>> START Source data
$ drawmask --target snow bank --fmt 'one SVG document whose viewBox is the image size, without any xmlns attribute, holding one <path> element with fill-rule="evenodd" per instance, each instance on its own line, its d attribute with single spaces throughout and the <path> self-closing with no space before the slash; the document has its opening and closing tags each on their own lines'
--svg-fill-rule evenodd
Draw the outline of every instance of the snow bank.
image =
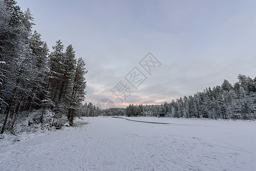
<svg viewBox="0 0 256 171">
<path fill-rule="evenodd" d="M 84 117 L 83 121 L 90 124 L 0 145 L 0 168 L 1 170 L 255 170 L 254 121 L 129 119 L 170 124 Z"/>
</svg>

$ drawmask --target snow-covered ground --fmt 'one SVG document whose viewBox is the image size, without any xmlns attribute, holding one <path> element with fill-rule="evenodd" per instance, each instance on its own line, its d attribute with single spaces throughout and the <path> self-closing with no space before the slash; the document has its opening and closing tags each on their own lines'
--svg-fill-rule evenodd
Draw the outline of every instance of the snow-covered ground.
<svg viewBox="0 0 256 171">
<path fill-rule="evenodd" d="M 84 117 L 91 124 L 4 139 L 0 170 L 256 170 L 255 121 L 129 119 L 170 124 Z"/>
</svg>

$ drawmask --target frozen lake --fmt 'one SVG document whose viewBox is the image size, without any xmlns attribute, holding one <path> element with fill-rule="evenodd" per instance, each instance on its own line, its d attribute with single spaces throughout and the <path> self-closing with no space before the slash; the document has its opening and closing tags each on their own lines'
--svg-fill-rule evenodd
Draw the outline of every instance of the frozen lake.
<svg viewBox="0 0 256 171">
<path fill-rule="evenodd" d="M 91 124 L 0 140 L 1 170 L 255 170 L 256 123 L 84 117 Z"/>
</svg>

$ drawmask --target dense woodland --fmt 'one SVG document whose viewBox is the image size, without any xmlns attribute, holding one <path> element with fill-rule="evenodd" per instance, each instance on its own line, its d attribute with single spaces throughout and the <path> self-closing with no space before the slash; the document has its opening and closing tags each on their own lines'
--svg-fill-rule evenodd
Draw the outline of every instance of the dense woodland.
<svg viewBox="0 0 256 171">
<path fill-rule="evenodd" d="M 256 78 L 239 75 L 232 85 L 224 80 L 222 84 L 193 96 L 184 96 L 161 105 L 130 104 L 126 108 L 104 109 L 101 115 L 127 116 L 197 117 L 223 119 L 256 118 Z"/>
<path fill-rule="evenodd" d="M 60 40 L 50 52 L 40 34 L 32 30 L 35 24 L 29 9 L 23 12 L 16 3 L 0 0 L 1 133 L 13 130 L 28 117 L 29 125 L 50 123 L 55 127 L 67 120 L 72 125 L 75 116 L 256 117 L 256 78 L 243 75 L 238 75 L 234 85 L 224 80 L 221 85 L 160 105 L 101 109 L 91 103 L 82 104 L 87 72 L 84 61 L 75 58 L 72 45 L 64 49 Z M 49 111 L 54 115 L 46 119 Z"/>
<path fill-rule="evenodd" d="M 84 99 L 84 61 L 60 40 L 49 52 L 40 34 L 32 31 L 33 21 L 29 9 L 23 12 L 14 1 L 0 0 L 1 133 L 29 116 L 29 124 L 50 121 L 58 127 L 68 119 L 72 125 Z M 47 110 L 54 115 L 46 121 Z"/>
</svg>

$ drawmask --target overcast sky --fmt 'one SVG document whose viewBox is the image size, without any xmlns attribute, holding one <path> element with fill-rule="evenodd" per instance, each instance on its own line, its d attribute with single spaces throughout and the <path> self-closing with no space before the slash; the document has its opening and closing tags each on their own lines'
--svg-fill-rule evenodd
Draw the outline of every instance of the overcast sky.
<svg viewBox="0 0 256 171">
<path fill-rule="evenodd" d="M 256 76 L 254 0 L 17 2 L 49 47 L 60 39 L 84 59 L 87 103 L 169 102 Z"/>
</svg>

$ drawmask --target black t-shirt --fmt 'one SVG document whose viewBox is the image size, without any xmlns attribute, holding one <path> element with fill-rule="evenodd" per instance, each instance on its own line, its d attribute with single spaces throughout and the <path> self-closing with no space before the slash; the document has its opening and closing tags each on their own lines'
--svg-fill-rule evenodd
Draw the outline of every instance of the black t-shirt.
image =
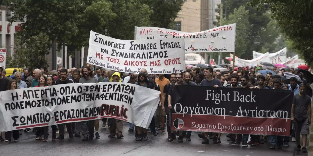
<svg viewBox="0 0 313 156">
<path fill-rule="evenodd" d="M 164 107 L 167 107 L 168 106 L 168 102 L 167 101 L 167 98 L 168 97 L 168 91 L 170 90 L 170 88 L 171 87 L 171 84 L 169 83 L 165 85 L 164 86 L 164 89 L 163 89 L 163 93 L 165 93 L 165 100 L 164 102 Z"/>
<path fill-rule="evenodd" d="M 55 85 L 62 85 L 63 84 L 67 84 L 68 83 L 73 83 L 74 82 L 73 81 L 73 80 L 70 79 L 69 79 L 68 78 L 66 78 L 66 80 L 65 81 L 62 81 L 61 80 L 60 78 L 59 78 L 56 81 L 55 81 Z"/>
<path fill-rule="evenodd" d="M 10 80 L 5 77 L 0 79 L 0 91 L 5 91 L 8 90 L 8 85 Z"/>
</svg>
>> END Source data
> _Written exercise_
Could you reproduce all of the material above line for line, leaving out the pictures?

> _The answer_
$ drawmask --target snow bank --fmt 'one SVG document whose viewBox is the image size, without any xmlns attribute, holding one <path> element with fill-rule="evenodd" per instance, each instance on its own line, its d attribute with single spaces throughout and the <path> self-closing with no space before the slash; the document has its opening and closing tags each on their own lines'
--svg-fill-rule evenodd
Draw the outline of every instance of the snow bank.
image =
<svg viewBox="0 0 256 171">
<path fill-rule="evenodd" d="M 84 117 L 83 121 L 90 124 L 0 145 L 0 168 L 1 170 L 255 170 L 254 121 L 129 119 L 170 124 Z"/>
</svg>

$ drawmask --target snow-covered ground --fmt 'one SVG document whose viewBox is the image size, without any xmlns attribute, holding one <path> element with fill-rule="evenodd" per instance, each instance on its own line, its d attribute with single spaces throughout and the <path> self-closing with no space before the slash; the document has its opening and closing tags each on their own lines'
--svg-fill-rule evenodd
Draw the outline of every instance of the snow-covered ground.
<svg viewBox="0 0 256 171">
<path fill-rule="evenodd" d="M 84 117 L 91 124 L 4 139 L 0 170 L 256 170 L 255 121 L 129 119 L 170 124 Z"/>
</svg>

$ drawmask --target frozen lake --fmt 'one SVG document whose viewBox is the image size, without any xmlns attribute, holding one <path> element with fill-rule="evenodd" per instance, each instance on its own line, its d attribute with single spaces throughout and the <path> self-closing with no space before the slash; the document has its opening and closing tags each on their own lines'
--svg-fill-rule evenodd
Draw the outline of every instance of the frozen lake.
<svg viewBox="0 0 256 171">
<path fill-rule="evenodd" d="M 91 124 L 0 140 L 1 170 L 255 170 L 256 123 L 84 117 Z"/>
</svg>

$ drawmask --target dense woodland --fmt 'one SVG document whose viewBox is the image size, without any xmlns attribute, holding one <path> element with fill-rule="evenodd" per instance, each instance on its own line, its d attribute with single spaces throughout and the <path> self-closing with no space before the slash; the document has its opening and closing tags each on their own lines'
--svg-fill-rule evenodd
Draw the outline of every instance of the dense woodland.
<svg viewBox="0 0 256 171">
<path fill-rule="evenodd" d="M 256 78 L 239 75 L 232 85 L 224 80 L 222 84 L 193 96 L 184 96 L 161 105 L 130 104 L 126 108 L 104 109 L 101 115 L 127 116 L 197 117 L 223 119 L 256 118 Z"/>
<path fill-rule="evenodd" d="M 60 40 L 50 52 L 40 34 L 32 30 L 35 24 L 29 9 L 23 12 L 16 3 L 0 0 L 1 133 L 13 130 L 28 117 L 29 125 L 50 123 L 55 127 L 67 120 L 72 125 L 75 116 L 256 117 L 256 78 L 243 75 L 238 75 L 234 85 L 224 80 L 221 85 L 160 105 L 101 109 L 91 103 L 82 104 L 87 72 L 84 61 L 75 58 L 72 45 L 64 49 Z M 49 111 L 54 115 L 46 119 Z"/>
<path fill-rule="evenodd" d="M 84 99 L 84 61 L 60 40 L 49 52 L 40 34 L 32 31 L 33 21 L 29 9 L 23 12 L 14 1 L 0 0 L 1 133 L 29 116 L 29 124 L 50 121 L 58 127 L 68 119 L 72 125 Z M 47 110 L 54 115 L 46 121 Z"/>
</svg>

$ drawmask --target overcast sky --fmt 'one SVG document whose viewBox is the image size, without any xmlns attribute, holding one <path> element with fill-rule="evenodd" per instance, each instance on its own line, its d attribute with single spaces throughout and the <path> self-closing with no space before the slash; the document has its opening and closing tags each on their own lines'
--svg-fill-rule evenodd
Draw the outline of every instance of the overcast sky.
<svg viewBox="0 0 256 171">
<path fill-rule="evenodd" d="M 256 76 L 254 0 L 17 2 L 49 47 L 60 39 L 84 59 L 87 103 L 169 102 Z"/>
</svg>

$ drawmask --target black t-shirt --fmt 'one SVG document whose viewBox is the image size, without any xmlns attribute, holding one <path> element with fill-rule="evenodd" per instance, each instance on its own line, its d attribute with single spaces throughout and the <path> self-closing with no space before the slash; the document has its opening and closing tags each on their own lines'
--svg-fill-rule evenodd
Draw the outline of every instance of the black t-shirt.
image =
<svg viewBox="0 0 313 156">
<path fill-rule="evenodd" d="M 164 107 L 167 107 L 168 106 L 168 102 L 167 101 L 167 98 L 168 97 L 168 91 L 170 90 L 170 88 L 171 87 L 171 84 L 169 83 L 165 85 L 164 86 L 164 89 L 163 89 L 163 93 L 165 93 L 165 100 L 164 102 Z"/>
<path fill-rule="evenodd" d="M 55 85 L 62 85 L 63 84 L 67 84 L 68 83 L 73 83 L 74 82 L 73 81 L 73 80 L 70 79 L 69 79 L 68 78 L 66 78 L 66 80 L 65 81 L 62 81 L 61 80 L 60 78 L 59 78 L 56 81 L 55 81 Z"/>
<path fill-rule="evenodd" d="M 10 80 L 5 77 L 0 79 L 0 91 L 5 91 L 8 90 L 8 85 Z"/>
</svg>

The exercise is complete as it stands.